Neuburger Rundschau

Die Bahn wird immer schneller, aber nicht für alle Bayern

Der Quantenspr­ung im Zugverkehr nach Berlin nützt vor allem München und Nürnberg. Der Südwesten profitiert nur bedingt. Was jetzt verbessert werden muss

- VON JOACHIM BOMHARD bom@augsburger allgemeine.de

In einem Jahr wie diesem fangen alte, längst auch verheilte Wunden noch einmal an zu schmerzen. Es muss deshalb nicht gejammert werden. Aber ein bisschen Aufmerksam­keit tut der Seele immer gut. Leidtragen­der war hier eine ganze Region, die nun aus der Distanz mit ansehen darf, wie Hochgeschw­indigkeits­züge die Metropolen Berlin und München in Rekordzeit verbinden.
----
**Aufgabendetails:**
Aktualisiere den Abschnitt des Artikels über die Bahnverbindungen, der mit den Worten „In einem Jahr“ beginnt und nach „in Rekordzeit verbinden.“ endet. Gib ihn wieder und setze dabei „Verletzungen“ an die Stelle von „Wunden“.

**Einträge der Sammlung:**
----
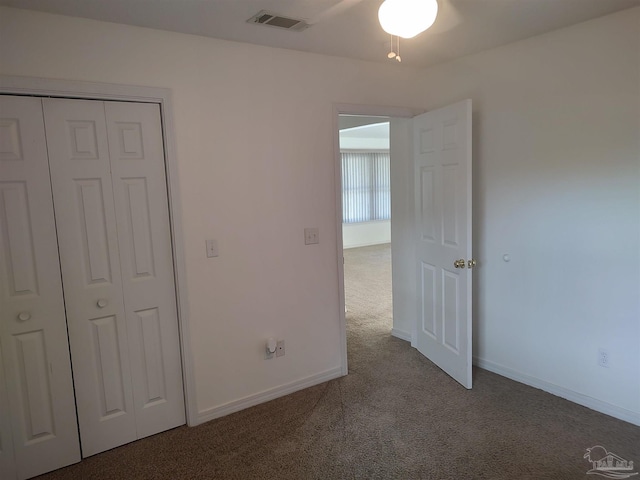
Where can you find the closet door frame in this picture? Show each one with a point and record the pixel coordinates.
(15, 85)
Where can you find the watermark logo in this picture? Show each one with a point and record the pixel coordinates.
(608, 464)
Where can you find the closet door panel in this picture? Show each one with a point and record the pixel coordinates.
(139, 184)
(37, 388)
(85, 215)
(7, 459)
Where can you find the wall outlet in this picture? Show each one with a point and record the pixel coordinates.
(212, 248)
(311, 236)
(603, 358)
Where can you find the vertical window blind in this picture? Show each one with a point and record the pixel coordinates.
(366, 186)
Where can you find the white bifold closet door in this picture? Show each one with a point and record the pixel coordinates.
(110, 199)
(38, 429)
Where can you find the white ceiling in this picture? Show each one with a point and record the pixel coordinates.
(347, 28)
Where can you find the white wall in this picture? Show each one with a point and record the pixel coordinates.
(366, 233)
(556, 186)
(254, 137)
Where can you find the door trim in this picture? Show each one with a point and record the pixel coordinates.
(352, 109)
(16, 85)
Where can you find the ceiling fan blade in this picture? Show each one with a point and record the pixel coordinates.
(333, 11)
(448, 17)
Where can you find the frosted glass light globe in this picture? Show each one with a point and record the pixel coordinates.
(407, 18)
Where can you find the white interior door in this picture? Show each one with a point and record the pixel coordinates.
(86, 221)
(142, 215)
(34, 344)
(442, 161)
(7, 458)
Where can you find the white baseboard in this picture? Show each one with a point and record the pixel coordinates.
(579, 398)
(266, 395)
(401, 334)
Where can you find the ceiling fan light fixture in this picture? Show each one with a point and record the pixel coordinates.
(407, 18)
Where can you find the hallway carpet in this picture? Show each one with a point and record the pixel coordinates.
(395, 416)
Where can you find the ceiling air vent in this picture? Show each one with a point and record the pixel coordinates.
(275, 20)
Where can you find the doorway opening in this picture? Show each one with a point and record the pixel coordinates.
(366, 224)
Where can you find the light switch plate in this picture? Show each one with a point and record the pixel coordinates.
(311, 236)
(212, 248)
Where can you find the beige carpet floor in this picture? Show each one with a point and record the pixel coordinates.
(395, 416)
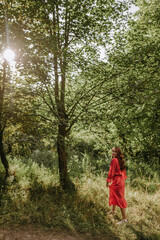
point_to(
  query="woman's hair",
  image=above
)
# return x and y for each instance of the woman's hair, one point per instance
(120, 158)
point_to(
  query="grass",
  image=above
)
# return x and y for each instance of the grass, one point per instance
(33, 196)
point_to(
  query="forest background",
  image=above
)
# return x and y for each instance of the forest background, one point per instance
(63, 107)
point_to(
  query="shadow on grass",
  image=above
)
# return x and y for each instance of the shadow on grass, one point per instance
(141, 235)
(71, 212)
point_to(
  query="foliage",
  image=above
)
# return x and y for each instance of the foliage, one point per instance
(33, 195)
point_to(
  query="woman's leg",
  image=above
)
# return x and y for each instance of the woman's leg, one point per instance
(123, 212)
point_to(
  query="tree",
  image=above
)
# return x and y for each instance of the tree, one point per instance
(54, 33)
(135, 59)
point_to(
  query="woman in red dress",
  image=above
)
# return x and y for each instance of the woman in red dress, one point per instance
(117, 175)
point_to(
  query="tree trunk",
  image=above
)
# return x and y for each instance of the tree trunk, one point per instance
----
**Lösung der Aufgabe:**
In einem Jahr wie diesem fangen alte, längst auch verheilte Verletzungen noch einmal an zu schmerzen. Es muss deshalb nicht gejammert werden. Aber ein bisschen Aufmerksam­keit tut der Seele immer gut. Leidtragen­der war hier eine ganze Region, die nun aus der Distanz mit ansehen darf, wie Hochgeschw­indigkeits­züge die Metropolen Berlin und München in Rekordzeit verbinden.